## 阅读文本
╭──

Ubuntu16.04+Nvidia GTX 1080+CUDA9.0+cuDNN7+Tensorflow1.4+Anaconda安装

记录一下Tensorflow 1.4的安装过程,安装环境:
  • 操作系统Ubuntu16.04 TLS
  • 显卡NVIDIA GTX 1080
  • CUDA9.0+cuDNN7
  • Python: 2.7
  • Anaconda 5.0.1
主要参考资料:https://www.tensorflow.org/install/install_linux

1. 更新Ubuntu16.04源
使用的是中科大的源
$ cd /etc/apt/
$ sudo cp sources.list sources.list.bak
$ sudo vi sources.list
把下面的这些源添加到source.list文件头部:
deb http://mirrors.ustc.edu.cn/ubuntu/ xenial main restricted universe multiverse
deb http://mirrors.ustc.edu.cn/ubuntu/ xenial-security main restricted universe multiverse
deb http://mirrors.ustc.edu.cn/ubuntu/ xenial-updates main restricted universe multiverse
deb http://mirrors.ustc.edu.cn/ubuntu/ xenial-proposed main restricted universe multiverse
deb http://mirrors.ustc.edu.cn/ubuntu/ xenial-backports main restricted universe multiverse
deb-src http://mirrors.ustc.edu.cn/ubuntu/ xenial main restricted universe multiverse
deb-src http://mirrors.ustc.edu.cn/ubuntu/ xenial-security main restricted universe multiverse
deb-src http://mirrors.ustc.edu.cn/ubuntu/ xenial-updates main restricted universe multiverse
deb-src http://mirrors.ustc.edu.cn/ubuntu/ xenial-proposed main restricted universe multiverse
deb-src http://mirrors.ustc.edu.cn/ubuntu/ xenial-backports main restricted universe multiverse
最后更新源和更新已安装的包:
$ sudo apt-get update
$ sudo apt-get upgrade

2. 安装GTX1080驱动
安装 Nvidia 驱动 384,比较新,可以支持GTX1080显卡。

╰──

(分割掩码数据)
╭──

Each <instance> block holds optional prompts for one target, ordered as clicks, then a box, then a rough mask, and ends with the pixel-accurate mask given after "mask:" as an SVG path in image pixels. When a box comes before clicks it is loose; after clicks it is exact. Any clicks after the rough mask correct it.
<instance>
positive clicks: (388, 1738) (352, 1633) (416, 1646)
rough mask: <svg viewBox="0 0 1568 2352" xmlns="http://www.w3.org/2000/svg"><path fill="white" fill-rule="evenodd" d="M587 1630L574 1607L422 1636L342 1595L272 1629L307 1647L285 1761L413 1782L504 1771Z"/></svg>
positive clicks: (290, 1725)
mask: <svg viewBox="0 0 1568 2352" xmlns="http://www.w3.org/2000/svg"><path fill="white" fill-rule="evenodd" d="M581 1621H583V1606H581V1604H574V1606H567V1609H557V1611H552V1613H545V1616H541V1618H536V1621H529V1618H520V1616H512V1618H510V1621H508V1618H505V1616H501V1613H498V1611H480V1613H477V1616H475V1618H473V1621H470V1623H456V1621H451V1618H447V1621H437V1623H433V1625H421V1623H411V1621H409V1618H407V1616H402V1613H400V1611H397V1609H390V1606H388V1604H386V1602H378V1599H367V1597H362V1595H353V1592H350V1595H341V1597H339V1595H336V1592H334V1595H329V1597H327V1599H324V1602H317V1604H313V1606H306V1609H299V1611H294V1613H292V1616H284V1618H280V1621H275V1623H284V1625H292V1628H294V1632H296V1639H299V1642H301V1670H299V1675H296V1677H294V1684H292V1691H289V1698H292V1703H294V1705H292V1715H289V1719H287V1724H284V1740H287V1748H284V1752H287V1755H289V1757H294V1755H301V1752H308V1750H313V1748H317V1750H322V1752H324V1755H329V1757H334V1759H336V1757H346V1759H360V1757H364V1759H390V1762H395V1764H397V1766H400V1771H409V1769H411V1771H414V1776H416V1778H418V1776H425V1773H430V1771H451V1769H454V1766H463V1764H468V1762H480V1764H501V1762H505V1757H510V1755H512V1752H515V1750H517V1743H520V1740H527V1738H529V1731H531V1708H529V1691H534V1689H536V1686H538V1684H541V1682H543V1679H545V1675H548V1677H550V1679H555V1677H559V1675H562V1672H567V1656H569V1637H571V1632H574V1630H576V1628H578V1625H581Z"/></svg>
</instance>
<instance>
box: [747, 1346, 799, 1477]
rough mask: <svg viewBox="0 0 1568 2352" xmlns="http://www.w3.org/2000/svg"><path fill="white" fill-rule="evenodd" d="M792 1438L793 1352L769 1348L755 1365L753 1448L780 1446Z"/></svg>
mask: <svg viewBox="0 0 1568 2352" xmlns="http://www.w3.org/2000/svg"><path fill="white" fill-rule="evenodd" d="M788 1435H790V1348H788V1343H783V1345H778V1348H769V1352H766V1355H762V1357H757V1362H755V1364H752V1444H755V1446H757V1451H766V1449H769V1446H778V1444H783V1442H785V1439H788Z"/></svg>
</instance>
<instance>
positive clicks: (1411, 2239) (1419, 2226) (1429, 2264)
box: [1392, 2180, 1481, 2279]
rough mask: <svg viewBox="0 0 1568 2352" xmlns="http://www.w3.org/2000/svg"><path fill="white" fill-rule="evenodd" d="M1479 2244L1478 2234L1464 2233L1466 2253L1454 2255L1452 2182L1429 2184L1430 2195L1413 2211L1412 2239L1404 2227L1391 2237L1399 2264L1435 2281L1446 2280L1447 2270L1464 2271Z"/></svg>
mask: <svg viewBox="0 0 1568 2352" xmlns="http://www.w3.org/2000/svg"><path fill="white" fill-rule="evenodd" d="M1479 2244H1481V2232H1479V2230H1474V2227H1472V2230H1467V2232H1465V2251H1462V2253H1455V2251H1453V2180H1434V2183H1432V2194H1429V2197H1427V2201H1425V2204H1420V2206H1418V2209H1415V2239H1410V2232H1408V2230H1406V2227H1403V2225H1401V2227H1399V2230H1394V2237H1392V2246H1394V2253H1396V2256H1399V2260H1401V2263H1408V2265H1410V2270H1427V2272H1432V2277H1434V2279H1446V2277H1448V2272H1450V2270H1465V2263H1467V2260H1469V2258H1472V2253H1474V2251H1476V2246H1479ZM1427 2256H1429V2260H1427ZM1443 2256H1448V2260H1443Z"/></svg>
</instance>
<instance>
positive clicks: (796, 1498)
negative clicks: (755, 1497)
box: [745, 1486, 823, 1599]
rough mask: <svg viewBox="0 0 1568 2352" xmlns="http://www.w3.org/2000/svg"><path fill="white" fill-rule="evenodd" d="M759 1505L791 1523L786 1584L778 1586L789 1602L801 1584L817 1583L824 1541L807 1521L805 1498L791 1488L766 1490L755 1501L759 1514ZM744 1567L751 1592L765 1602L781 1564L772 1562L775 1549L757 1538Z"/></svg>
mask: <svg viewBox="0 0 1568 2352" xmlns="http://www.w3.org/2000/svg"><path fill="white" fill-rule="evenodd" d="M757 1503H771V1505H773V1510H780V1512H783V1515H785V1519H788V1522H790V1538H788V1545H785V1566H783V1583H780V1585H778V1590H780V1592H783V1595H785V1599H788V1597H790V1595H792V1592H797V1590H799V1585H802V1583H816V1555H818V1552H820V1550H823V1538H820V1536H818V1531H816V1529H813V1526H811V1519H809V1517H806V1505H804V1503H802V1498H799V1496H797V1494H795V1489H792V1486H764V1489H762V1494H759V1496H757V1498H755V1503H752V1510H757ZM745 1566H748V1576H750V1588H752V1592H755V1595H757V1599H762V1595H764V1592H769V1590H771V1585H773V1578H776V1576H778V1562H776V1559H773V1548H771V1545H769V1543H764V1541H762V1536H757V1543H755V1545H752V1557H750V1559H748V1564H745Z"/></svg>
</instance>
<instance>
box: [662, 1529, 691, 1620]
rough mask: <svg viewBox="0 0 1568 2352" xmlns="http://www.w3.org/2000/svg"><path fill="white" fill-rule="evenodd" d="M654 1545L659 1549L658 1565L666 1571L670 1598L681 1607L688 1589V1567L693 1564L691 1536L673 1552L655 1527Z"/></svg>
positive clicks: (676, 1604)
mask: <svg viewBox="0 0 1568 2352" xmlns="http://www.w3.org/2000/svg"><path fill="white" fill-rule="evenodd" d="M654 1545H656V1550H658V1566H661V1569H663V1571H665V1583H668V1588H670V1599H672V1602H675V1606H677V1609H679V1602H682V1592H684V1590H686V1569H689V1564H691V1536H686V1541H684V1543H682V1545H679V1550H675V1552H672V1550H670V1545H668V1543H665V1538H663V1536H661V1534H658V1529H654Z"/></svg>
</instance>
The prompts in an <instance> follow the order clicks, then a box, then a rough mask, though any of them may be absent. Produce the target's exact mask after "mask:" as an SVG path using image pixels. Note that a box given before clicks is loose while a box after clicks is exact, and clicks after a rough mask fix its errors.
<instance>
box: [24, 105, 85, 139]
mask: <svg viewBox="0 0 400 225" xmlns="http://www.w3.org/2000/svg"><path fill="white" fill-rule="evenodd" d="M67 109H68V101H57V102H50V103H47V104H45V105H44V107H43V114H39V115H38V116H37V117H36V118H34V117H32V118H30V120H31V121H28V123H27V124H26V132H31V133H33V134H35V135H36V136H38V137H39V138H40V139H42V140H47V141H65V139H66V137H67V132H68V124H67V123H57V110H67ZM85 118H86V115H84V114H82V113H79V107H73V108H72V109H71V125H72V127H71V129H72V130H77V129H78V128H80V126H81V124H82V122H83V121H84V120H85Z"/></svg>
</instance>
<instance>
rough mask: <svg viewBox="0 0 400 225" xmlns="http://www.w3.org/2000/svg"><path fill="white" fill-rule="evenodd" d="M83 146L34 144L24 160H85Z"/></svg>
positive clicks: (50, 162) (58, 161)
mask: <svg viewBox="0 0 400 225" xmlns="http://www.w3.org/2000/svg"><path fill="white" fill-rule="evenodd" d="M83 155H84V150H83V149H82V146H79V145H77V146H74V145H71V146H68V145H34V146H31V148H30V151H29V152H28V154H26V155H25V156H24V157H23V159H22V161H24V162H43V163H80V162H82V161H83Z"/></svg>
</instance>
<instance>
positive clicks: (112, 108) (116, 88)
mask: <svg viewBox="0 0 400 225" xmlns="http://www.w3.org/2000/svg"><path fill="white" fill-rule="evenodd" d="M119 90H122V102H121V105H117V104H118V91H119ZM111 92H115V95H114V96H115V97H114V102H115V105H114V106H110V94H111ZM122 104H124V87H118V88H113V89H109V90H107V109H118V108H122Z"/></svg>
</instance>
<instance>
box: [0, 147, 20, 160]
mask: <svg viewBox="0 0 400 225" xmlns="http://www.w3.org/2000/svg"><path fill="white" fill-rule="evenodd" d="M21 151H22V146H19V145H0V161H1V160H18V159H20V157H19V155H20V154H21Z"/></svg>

╰──

## 任务说明
把前面那篇 Tensorflow 安装记录续写下去,从它最后一句后面接着写。

## 答题区
$ sudo add-apt-repository ppa:graphics-drivers/ppa
第一次运行出现如下的警告:
Fresh drivers from upstream, currently shipping Nvidia.
## Current Status
We currently recommend: `nvidia-384`, Nvidia's current long lived branch.
...
This PPA is currently in testing, you should be experienced with packaging before you dive in here. Give us a few days to sort out the kinks.
Volunteers welcome! See also: https://github.com/mamarley/nvidia-graphics-drivers/
http://www.ubuntu.com/download/desktop/contribute

回车后继续:
$ sudo apt-get update
$ sudo apt-get install nvidia-384
$ sudo apt-get install mesa-common-dev
$ sudo apt-get install freeglut3-dev
之后,重启操作系统让GTX1080显卡驱动生效。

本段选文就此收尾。